* _Problema curto A_: Cite sem alterações o trecho do texto sobre o preço do carbono que começa nas palavras "Hoje, é necessária" e termina em "com o clima.".
= = = = = = =
SAN MATEO, CALIFÓRNIA – Já se iniciou verdadeiramente a demanda pela neutralidade carbónica. Mais de 70 países, incluindo os maiores poluidores mundiais, definiram metas de neutralidade líquida para as emissões de dióxido de carbono, com centenas de cidades, empresas e investidores a comprometerem-se com estratégias complementares. Mas o êxito da transição para a neutralidade líquida obrigará a uma transformação fundamental da economia real. A invasão da Ucrânia pela Rússia, que revolveu os mercados globais da energia, despertou as preocupações com a independência energética. Chegou o momento de atribuir um preço ao carbono, medida essencial à promoção da nossa transição para longe da nossa esmagadora dependência dos combustíveis fósseis.
Ao afectarem as poupanças da sociedade, os mercados financeiros moldam a economia. As opções dos investidores dependem de dois factores: informações e incentivos. Só quando os investidores dispõem de ambos é que os mercados financeiros conseguem fazer o que fazem melhor: afectar o capital à sua melhor e mais elevada utilização.
Para se compreender esta dinâmica, considere-se a evolução da compreensão dos investidores relativamente ao risco, um conceito ambíguo até 1952, altura em que Harry Markowitz o definiu como volatilidade, que exibe propriedades matemáticas e que é por esse motivo quantificável. Em 1964, William F. Sharpe aproveitou esta contribuição para criar o seu modelo de precificação de activos financeiros, que descreve a relação entre o risco sistemático e os resultados esperados, atribuindo dessa forma um preço ao risco de mercado. Juntos, Markowitz e Sharpe revolucionaram a maneira como os investidores analisam os riscos e as oportunidades e, consequentemente, a forma como os mercados financeiros afectam o capital.
Hoje, é necessária uma revolução semelhante na compreensão dos investidores relativamente ao risco climático.
Os dados de qualidade elevada sobre o risco climático, recolhidos por requisitos de divulgação obrigatória, são vitais para permitir o desenvolvimento de ferramentas analíticas úteis. Felizmente, tanto a Comissão de Valores Mobiliários dos EUA (SEC) e o Conselho para as Normas Internacionais de Relato Financeiro estão a começar a reconhecer este imperativo, e propuseram novos requisitos para as divulgações relacionadas com o clima.
Essa divulgação é necessária, mas não é suficiente. Os incentivos importam, e estão de momento enviesados na direcção errada.
= = = = = = =
* _Problema curto B_: Converta numa tabela Markdown as entradas desde a linha que contém "Could you point at the moth antenna" até à linha que contém "Target: green leaf", ambas incluídas. Use as colunas N.º, com o número de ordem, e Linha, com o conteúdo de cada linha, e deixe de fora as linhas em branco.
= = = = = = =
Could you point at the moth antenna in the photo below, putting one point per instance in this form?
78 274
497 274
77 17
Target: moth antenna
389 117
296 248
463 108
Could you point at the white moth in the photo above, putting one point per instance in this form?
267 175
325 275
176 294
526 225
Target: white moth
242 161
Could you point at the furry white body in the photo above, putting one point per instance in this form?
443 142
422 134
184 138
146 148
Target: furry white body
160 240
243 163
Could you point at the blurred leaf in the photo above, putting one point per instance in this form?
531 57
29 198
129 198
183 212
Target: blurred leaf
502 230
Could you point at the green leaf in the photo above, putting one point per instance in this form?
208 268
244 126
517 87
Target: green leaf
= = = = = = =
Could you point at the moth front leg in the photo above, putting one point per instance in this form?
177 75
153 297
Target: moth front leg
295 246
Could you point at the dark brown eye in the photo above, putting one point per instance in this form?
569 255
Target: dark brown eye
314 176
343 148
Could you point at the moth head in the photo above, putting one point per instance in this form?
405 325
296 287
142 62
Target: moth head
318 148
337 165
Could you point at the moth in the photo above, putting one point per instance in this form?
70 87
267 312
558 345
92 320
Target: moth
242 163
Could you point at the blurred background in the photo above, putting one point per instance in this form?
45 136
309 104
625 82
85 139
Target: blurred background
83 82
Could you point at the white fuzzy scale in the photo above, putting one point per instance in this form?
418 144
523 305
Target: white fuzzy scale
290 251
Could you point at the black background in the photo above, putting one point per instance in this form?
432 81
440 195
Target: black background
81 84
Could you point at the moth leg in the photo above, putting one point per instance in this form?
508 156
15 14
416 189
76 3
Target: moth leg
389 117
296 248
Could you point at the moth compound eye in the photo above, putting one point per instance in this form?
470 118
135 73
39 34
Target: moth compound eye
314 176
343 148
= = = = = = =
* _Resolução escrita A_:
Hoje, é necessária uma revolução semelhante na compreensão dos investidores relativamente ao risco climático.
Os dados de qualidade elevada sobre o risco climático, recolhidos por requisitos de divulgação obrigatória, são vitais para permitir o desenvolvimento de ferramentas analíticas úteis. Felizmente, tanto a Comissão de Valores Mobiliários dos EUA (SEC) e o Conselho para as Normas Internacionais de Relato Financeiro estão a começar a reconhecer este imperativo, e propuseram novos requisitos para as divulgações relacionadas com o clima.

* _Resolução escrita B_:
| N.º | Linha |
|---|---|
| 1 | Could you point at the moth antenna in the photo below, putting one point per instance in this form? |
| 2 | 78 274 |
| 3 | 497 274 |
| 4 | 77 17 |
| 5 | Target: moth antenna |
| 6 | 389 117 |
| 7 | 296 248 |
| 8 | 463 108 |
| 9 | Could you point at the white moth in the photo above, putting one point per instance in this form? |
| 10 | 267 175 |
| 11 | 325 275 |
| 12 | 176 294 |
| 13 | 526 225 |
| 14 | Target: white moth |
| 15 | 242 161 |
| 16 | Could you point at the furry white body in the photo above, putting one point per instance in this form? |
| 17 | 443 142 |
| 18 | 422 134 |
| 19 | 184 138 |
| 20 | 146 148 |
| 21 | Target: furry white body |
| 22 | 160 240 |
| 23 | 243 163 |
| 24 | Could you point at the blurred leaf in the photo above, putting one point per instance in this form? |
| 25 | 531 57 |
| 26 | 29 198 |
| 27 | 129 198 |
| 28 | 183 212 |
| 29 | Target: blurred leaf |
| 30 | 502 230 |
| 31 | Could you point at the green leaf in the photo above, putting one point per instance in this form? |
| 32 | 208 268 |
| 33 | 244 126 |
| 34 | 517 87 |
| 35 | Target: green leaf |